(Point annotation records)
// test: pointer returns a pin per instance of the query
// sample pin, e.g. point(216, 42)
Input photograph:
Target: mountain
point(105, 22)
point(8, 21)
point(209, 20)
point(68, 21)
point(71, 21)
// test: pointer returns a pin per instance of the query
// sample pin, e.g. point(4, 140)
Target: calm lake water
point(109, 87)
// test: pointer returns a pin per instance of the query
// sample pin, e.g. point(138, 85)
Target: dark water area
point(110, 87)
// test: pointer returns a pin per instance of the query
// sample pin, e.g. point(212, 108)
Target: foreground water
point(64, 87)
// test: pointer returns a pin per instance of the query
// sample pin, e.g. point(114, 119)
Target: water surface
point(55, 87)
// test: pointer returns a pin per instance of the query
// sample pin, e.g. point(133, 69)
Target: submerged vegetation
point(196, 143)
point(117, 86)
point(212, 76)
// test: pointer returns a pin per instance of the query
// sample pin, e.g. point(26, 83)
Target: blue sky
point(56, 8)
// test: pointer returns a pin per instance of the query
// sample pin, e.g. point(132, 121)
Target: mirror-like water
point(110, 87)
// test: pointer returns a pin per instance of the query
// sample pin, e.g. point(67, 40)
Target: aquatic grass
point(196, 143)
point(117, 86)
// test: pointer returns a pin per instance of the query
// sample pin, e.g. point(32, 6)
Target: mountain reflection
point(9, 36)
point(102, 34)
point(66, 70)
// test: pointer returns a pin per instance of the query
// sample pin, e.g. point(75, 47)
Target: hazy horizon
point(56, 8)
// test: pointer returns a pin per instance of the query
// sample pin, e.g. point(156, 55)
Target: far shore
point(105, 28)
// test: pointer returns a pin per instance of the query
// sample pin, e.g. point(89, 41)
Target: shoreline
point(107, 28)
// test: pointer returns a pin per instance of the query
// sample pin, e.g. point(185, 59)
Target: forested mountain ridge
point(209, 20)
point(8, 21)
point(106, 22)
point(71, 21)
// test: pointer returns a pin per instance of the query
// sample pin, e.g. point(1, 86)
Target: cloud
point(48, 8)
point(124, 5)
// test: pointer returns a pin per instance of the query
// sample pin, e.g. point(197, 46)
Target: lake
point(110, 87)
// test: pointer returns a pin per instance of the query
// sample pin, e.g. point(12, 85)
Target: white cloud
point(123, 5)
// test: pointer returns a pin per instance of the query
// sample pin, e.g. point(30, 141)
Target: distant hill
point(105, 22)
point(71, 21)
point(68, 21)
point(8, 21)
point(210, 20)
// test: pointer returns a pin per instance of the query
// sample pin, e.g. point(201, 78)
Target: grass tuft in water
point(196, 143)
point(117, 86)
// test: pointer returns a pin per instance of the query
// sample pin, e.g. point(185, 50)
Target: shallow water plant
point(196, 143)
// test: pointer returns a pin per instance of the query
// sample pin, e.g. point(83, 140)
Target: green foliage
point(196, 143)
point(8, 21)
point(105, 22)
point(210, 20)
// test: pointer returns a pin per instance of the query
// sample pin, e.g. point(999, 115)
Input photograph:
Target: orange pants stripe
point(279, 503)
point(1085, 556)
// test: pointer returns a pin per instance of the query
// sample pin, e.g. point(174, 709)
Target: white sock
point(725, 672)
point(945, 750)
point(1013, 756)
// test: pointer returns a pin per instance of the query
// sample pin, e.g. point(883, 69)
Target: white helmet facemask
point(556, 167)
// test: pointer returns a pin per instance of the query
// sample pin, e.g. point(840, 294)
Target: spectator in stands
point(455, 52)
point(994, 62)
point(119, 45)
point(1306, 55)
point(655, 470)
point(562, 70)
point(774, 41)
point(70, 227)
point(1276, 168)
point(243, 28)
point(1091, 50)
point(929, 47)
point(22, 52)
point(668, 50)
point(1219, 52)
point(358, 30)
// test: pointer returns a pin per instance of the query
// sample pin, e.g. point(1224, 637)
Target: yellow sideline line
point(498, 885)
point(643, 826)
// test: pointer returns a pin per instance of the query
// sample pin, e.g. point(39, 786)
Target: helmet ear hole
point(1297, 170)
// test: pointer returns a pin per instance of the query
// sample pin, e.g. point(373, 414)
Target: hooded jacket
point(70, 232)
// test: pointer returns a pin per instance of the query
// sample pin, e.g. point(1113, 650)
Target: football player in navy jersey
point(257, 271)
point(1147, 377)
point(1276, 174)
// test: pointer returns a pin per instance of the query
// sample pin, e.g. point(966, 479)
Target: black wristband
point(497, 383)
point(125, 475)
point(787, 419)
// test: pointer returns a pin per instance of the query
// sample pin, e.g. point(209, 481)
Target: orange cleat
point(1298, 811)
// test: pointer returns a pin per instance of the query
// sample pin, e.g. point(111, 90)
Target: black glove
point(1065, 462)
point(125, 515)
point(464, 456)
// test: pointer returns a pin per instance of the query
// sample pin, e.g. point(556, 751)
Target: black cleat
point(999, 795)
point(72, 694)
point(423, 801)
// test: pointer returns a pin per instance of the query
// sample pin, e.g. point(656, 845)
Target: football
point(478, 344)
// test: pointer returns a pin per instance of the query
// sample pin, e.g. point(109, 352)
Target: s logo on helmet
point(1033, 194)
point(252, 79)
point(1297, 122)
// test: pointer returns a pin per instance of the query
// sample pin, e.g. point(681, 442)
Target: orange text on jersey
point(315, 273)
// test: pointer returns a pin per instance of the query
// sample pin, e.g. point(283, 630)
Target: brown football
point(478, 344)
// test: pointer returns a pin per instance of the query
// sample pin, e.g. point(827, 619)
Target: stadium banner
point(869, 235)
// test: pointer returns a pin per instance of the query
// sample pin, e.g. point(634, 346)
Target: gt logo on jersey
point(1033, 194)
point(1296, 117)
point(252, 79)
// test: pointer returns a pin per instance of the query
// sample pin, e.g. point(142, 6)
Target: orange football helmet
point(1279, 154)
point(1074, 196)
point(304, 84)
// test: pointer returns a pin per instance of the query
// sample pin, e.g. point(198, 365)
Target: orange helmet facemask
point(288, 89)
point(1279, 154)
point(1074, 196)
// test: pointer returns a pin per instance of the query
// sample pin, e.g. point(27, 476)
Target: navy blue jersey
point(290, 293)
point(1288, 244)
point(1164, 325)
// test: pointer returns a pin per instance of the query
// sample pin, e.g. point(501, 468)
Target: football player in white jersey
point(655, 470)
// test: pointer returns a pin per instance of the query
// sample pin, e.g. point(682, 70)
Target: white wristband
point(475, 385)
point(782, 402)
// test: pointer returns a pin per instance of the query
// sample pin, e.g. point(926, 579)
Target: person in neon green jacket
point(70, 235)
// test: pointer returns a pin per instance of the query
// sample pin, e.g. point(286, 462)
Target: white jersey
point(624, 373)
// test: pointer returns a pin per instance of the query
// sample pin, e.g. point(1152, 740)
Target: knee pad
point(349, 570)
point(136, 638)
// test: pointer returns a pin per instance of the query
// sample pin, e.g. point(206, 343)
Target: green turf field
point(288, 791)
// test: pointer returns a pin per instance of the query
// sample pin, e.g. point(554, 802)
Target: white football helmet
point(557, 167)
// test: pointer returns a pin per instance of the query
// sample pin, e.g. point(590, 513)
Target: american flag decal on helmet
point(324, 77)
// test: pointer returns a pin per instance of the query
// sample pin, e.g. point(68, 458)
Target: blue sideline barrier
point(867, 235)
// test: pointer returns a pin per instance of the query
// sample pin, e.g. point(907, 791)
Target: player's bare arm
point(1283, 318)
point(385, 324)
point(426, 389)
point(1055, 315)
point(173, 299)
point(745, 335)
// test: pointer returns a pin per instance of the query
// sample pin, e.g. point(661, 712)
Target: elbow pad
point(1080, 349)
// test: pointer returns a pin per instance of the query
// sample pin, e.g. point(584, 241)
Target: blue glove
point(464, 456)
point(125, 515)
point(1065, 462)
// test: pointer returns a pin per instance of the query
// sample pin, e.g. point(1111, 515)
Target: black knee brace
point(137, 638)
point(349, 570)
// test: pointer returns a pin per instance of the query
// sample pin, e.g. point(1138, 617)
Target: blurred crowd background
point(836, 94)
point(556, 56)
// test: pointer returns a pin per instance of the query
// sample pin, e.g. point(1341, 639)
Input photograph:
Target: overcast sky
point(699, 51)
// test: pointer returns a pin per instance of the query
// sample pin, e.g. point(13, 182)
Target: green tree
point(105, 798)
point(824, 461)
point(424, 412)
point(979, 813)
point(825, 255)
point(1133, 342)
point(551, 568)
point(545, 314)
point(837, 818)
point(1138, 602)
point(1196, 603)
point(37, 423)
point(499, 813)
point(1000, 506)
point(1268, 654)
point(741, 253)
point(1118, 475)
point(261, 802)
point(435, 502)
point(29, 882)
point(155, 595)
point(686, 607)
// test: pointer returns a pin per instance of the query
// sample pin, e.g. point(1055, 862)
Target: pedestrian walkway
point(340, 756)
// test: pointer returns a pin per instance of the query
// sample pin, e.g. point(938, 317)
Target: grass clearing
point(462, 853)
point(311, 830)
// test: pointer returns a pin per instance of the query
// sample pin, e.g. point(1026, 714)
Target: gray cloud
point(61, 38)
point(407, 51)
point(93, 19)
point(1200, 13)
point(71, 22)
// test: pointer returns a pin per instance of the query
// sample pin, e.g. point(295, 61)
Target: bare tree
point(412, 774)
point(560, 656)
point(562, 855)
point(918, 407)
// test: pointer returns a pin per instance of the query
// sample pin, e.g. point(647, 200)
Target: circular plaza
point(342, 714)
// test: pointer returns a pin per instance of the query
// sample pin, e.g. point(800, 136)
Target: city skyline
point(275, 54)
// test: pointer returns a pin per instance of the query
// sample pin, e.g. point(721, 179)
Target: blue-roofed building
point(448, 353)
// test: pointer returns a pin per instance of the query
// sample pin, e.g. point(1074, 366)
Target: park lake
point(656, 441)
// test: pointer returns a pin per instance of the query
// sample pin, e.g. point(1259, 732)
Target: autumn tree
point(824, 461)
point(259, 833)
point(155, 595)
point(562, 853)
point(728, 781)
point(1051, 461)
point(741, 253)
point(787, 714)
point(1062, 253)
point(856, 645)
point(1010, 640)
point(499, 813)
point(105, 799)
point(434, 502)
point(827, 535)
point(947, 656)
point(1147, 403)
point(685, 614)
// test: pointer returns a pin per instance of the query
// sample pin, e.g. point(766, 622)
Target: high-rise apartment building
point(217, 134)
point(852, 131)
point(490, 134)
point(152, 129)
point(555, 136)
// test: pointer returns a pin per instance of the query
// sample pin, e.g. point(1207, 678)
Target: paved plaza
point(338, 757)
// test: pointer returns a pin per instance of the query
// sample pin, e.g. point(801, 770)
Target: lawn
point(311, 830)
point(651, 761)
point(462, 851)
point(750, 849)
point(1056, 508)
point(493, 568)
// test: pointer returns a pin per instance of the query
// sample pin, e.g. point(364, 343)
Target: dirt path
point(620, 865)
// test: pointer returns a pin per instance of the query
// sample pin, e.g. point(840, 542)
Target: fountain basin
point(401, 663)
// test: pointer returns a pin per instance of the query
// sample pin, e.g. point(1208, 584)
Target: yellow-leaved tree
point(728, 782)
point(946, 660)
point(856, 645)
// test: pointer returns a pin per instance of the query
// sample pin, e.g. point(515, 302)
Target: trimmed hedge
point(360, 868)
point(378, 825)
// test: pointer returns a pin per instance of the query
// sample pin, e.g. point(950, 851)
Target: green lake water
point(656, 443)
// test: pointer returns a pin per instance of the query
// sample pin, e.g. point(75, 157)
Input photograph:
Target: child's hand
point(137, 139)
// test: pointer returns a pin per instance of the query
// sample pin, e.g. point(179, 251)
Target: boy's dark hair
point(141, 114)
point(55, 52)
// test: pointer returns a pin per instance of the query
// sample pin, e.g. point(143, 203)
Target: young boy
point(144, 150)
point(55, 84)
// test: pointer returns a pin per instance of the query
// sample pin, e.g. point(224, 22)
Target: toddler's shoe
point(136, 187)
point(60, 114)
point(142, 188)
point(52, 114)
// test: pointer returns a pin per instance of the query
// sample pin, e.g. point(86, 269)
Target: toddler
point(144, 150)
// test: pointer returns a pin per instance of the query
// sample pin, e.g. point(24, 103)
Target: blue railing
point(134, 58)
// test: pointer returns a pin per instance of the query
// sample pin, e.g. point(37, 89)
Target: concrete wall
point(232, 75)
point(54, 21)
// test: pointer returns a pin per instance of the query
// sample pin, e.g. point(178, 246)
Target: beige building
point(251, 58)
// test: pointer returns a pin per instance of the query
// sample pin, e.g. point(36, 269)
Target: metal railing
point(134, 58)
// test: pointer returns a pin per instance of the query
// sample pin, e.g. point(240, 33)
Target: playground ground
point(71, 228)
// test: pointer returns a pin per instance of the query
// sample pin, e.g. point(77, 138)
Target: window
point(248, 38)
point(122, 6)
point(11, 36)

## Exercise aim
Extract the lines of the items above without changes. Begin at the very first line and stop after the line that contains "point(109, 87)", keeping both of those lines.

## Solution for this task
// test: pointer returns a pin per instance of the query
// sample pin, e.g. point(216, 42)
Input photograph:
Target: mountain
point(105, 22)
point(8, 21)
point(209, 20)
point(68, 21)
point(71, 21)
// test: pointer returns a pin per instance of the query
// sample pin, e.g. point(4, 140)
Target: calm lake water
point(109, 87)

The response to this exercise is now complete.